> [INSTRUCTION]:
Your task is to repeat all of the material exactly.

---- RECORDS FOR THIS EXERCISE

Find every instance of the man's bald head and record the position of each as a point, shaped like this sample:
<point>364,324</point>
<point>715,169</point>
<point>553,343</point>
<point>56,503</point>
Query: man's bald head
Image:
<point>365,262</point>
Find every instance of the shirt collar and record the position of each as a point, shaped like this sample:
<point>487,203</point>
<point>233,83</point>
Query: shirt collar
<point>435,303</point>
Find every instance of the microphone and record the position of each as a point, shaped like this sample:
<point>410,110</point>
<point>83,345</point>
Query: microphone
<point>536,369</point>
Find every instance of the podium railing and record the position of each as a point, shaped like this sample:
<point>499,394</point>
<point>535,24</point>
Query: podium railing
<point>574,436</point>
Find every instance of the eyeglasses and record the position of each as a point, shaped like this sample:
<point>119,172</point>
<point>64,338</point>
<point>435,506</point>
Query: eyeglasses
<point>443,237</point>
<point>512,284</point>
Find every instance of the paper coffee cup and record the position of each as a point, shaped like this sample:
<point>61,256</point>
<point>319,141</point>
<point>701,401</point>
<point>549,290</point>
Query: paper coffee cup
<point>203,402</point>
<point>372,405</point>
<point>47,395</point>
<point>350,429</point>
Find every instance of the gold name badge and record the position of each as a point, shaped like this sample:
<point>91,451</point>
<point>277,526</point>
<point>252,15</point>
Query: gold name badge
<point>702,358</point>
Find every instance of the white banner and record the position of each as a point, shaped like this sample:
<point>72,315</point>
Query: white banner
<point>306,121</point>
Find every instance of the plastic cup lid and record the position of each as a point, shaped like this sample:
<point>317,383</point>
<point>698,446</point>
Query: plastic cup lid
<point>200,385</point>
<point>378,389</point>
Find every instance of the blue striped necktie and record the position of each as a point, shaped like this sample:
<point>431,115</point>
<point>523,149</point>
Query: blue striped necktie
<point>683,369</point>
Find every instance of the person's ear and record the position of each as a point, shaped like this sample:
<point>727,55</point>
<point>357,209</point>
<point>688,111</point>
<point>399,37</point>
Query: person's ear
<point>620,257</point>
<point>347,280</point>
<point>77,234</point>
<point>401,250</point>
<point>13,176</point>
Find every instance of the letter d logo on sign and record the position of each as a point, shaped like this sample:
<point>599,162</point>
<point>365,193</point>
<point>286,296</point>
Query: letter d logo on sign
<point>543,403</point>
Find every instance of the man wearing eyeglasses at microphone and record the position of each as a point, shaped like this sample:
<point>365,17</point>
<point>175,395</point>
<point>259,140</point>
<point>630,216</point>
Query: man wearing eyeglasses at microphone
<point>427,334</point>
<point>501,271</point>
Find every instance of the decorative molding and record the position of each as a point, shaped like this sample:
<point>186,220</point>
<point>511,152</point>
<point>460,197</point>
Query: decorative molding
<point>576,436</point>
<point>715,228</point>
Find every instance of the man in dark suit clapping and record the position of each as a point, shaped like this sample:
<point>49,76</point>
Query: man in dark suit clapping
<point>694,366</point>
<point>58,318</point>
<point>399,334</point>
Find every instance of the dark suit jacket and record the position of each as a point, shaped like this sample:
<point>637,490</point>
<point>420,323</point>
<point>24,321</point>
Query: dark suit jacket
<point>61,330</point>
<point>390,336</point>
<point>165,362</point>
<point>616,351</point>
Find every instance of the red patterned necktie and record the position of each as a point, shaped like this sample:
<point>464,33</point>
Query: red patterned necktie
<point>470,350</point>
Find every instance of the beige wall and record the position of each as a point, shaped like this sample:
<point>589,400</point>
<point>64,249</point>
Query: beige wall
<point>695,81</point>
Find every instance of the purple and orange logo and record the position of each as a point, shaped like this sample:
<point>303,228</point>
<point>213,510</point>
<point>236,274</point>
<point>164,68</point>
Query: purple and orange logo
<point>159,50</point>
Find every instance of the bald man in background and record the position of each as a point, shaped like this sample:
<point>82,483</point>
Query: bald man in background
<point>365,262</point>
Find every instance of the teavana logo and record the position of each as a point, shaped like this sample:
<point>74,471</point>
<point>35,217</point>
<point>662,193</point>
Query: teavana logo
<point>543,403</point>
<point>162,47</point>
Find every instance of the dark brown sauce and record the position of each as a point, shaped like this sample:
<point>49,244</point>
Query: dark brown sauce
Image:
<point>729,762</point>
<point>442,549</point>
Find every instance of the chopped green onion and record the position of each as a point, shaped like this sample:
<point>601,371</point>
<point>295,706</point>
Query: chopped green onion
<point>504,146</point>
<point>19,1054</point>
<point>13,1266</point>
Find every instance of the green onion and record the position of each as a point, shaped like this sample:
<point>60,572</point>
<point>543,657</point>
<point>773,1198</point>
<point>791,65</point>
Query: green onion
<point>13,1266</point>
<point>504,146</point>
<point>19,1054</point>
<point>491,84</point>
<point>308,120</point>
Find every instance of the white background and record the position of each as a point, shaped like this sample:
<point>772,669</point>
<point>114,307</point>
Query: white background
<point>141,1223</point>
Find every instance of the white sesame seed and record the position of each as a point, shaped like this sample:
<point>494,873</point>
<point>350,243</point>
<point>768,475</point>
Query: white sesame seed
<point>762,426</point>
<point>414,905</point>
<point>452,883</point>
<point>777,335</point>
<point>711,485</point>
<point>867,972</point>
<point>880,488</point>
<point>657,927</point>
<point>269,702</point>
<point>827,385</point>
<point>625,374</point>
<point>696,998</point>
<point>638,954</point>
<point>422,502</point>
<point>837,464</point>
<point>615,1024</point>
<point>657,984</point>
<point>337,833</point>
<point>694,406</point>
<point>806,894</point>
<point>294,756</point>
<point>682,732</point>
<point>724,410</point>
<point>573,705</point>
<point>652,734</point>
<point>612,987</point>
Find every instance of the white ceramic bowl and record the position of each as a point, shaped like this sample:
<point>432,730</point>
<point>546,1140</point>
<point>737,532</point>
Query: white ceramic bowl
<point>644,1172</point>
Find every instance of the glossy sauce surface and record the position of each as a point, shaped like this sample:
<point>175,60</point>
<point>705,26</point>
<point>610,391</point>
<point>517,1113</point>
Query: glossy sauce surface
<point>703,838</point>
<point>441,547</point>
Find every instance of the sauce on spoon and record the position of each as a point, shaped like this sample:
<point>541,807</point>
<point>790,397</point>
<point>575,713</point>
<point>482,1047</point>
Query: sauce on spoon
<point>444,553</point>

--------

> [WRITTEN RESPONSE]:
Find every instance of the man's bald head and record the position of each as a point, shaped like this sample:
<point>364,324</point>
<point>715,169</point>
<point>553,343</point>
<point>56,503</point>
Query: man's bald head
Image:
<point>365,262</point>
Find every instance of the shirt collar and record the position of each as a point, shaped like this sample:
<point>487,203</point>
<point>233,83</point>
Query: shirt collar
<point>435,303</point>
Find every instance of the microphone and record the position of each as a point, shaped like this sample:
<point>410,110</point>
<point>83,345</point>
Query: microphone
<point>536,369</point>
Find every instance of the podium railing and record the position of each as a point, shaped like this sample:
<point>499,394</point>
<point>535,24</point>
Query: podium railing
<point>574,436</point>
Find every instance of the eyeglasses and record the position of each as a point, shaped like this sample:
<point>119,172</point>
<point>64,338</point>
<point>435,506</point>
Query: eyeglasses
<point>443,237</point>
<point>512,284</point>
Find every instance of the paper coffee cup and record the position of each as a point, shaped like this sample:
<point>61,256</point>
<point>319,141</point>
<point>701,401</point>
<point>549,290</point>
Query: paper coffee cup
<point>203,402</point>
<point>372,405</point>
<point>47,395</point>
<point>350,429</point>
Find every instance of the gold name badge and record the position of each as a point, shaped like this sample:
<point>91,451</point>
<point>277,526</point>
<point>252,15</point>
Query: gold name badge
<point>702,358</point>
Find every instance of the white banner and record the position of each as a point, shaped like this sample:
<point>72,315</point>
Query: white banner
<point>306,121</point>
Find every instance of the plastic cup lid and record the position of each as a point, shaped like this sample:
<point>317,383</point>
<point>698,446</point>
Query: plastic cup lid
<point>200,385</point>
<point>378,389</point>
Find every instance of the blue striped necktie and record the position of each as a point, shaped like this sample:
<point>431,115</point>
<point>523,149</point>
Query: blue striped necktie
<point>683,369</point>
Find every instance of the person's ear and record the position of each as a point, shaped like this sample:
<point>727,55</point>
<point>357,209</point>
<point>688,111</point>
<point>399,37</point>
Query: person's ear
<point>620,257</point>
<point>347,280</point>
<point>77,234</point>
<point>401,250</point>
<point>13,176</point>
Find every instance of the letter d logo on sign and record the position of each as a point, shaped like this sample:
<point>599,162</point>
<point>365,193</point>
<point>286,296</point>
Query: letter d logo on sign
<point>543,403</point>
Find every instance of the man wearing eyeglasses at microphone and record the position of each as a point, shaped like this sample:
<point>365,17</point>
<point>175,395</point>
<point>259,140</point>
<point>630,216</point>
Query: man wearing eyeglasses at microphone
<point>427,334</point>
<point>501,271</point>
Find every instance of the decorative molding and record the position of each as a point, shaped like this sample:
<point>186,220</point>
<point>511,152</point>
<point>460,197</point>
Query: decorative molding
<point>576,436</point>
<point>715,228</point>
Find every instance of the man in dark suit clapping and record the position of each as a point, shaped like this sample:
<point>49,76</point>
Query: man in dark suit clapping
<point>694,366</point>
<point>58,318</point>
<point>399,334</point>
Find every instance of the dark suit jacket and record the position of each as a point, shaped like this sample:
<point>637,490</point>
<point>420,323</point>
<point>24,321</point>
Query: dark suit jacket
<point>61,330</point>
<point>390,336</point>
<point>165,362</point>
<point>616,351</point>
Find every instance of the red patterned necktie and record the position of each as a point, shaped like this sample:
<point>464,33</point>
Query: red patterned necktie
<point>470,350</point>
Find every instance of the beige wall and record the position of each as a point, shaped like this sample:
<point>589,400</point>
<point>64,249</point>
Query: beige wall
<point>695,81</point>
Find every instance of the purple and orange logo and record the position of each as a point, shaped like this sample:
<point>303,228</point>
<point>213,510</point>
<point>236,274</point>
<point>164,68</point>
Query: purple and orange logo
<point>159,50</point>
Find every instance of the bald man in background and record the position of each as a point, shaped like this sample:
<point>82,483</point>
Query: bald man in background
<point>365,262</point>
Find every instance of the teavana logo and record the position of each as a point, shaped like this sample:
<point>74,471</point>
<point>35,217</point>
<point>662,193</point>
Query: teavana logo
<point>543,403</point>
<point>162,47</point>
Find every instance of the dark brown sauce and record the position of each as a point, shaped like this sample:
<point>49,244</point>
Query: dark brown sauce
Image:
<point>729,762</point>
<point>442,549</point>
Find every instance of the chopped green onion and record the position of each as a point, shaped like this sample:
<point>601,371</point>
<point>295,706</point>
Query: chopped green onion
<point>504,146</point>
<point>19,1054</point>
<point>13,1266</point>
Find every instance of the green onion and record the position of each as a point, shaped like this sample:
<point>60,572</point>
<point>543,657</point>
<point>773,1198</point>
<point>791,65</point>
Query: green onion
<point>13,1266</point>
<point>504,146</point>
<point>19,1054</point>
<point>491,84</point>
<point>308,120</point>
Find every instance of the white background and record the position of each as a point, shaped like this sample:
<point>772,669</point>
<point>114,307</point>
Query: white background
<point>141,1223</point>
Find every instance of the white sesame seed and record the position of each as a point, shaped like this sample:
<point>494,873</point>
<point>350,243</point>
<point>768,475</point>
Query: white sesame seed
<point>762,426</point>
<point>414,905</point>
<point>452,883</point>
<point>777,335</point>
<point>711,485</point>
<point>867,972</point>
<point>880,488</point>
<point>657,927</point>
<point>269,702</point>
<point>827,385</point>
<point>625,374</point>
<point>696,998</point>
<point>638,954</point>
<point>422,502</point>
<point>837,464</point>
<point>615,1024</point>
<point>657,984</point>
<point>337,833</point>
<point>694,406</point>
<point>806,894</point>
<point>294,756</point>
<point>682,732</point>
<point>724,410</point>
<point>573,705</point>
<point>652,734</point>
<point>612,987</point>
Find every instance of the white ceramic bowl and record the position of each as a point, shaped like this sample:
<point>432,730</point>
<point>546,1140</point>
<point>737,532</point>
Query: white ceramic bowl
<point>644,1172</point>
Find every instance of the glossy sauce surface and record the position of each as a point, shaped like this sample:
<point>175,60</point>
<point>705,26</point>
<point>610,391</point>
<point>517,1113</point>
Query: glossy sauce surface
<point>703,838</point>
<point>441,547</point>
Find every instance of the sauce on spoon and record the position of each as a point, shaped like this sample:
<point>541,807</point>
<point>790,397</point>
<point>575,713</point>
<point>482,1047</point>
Query: sauce on spoon
<point>444,553</point>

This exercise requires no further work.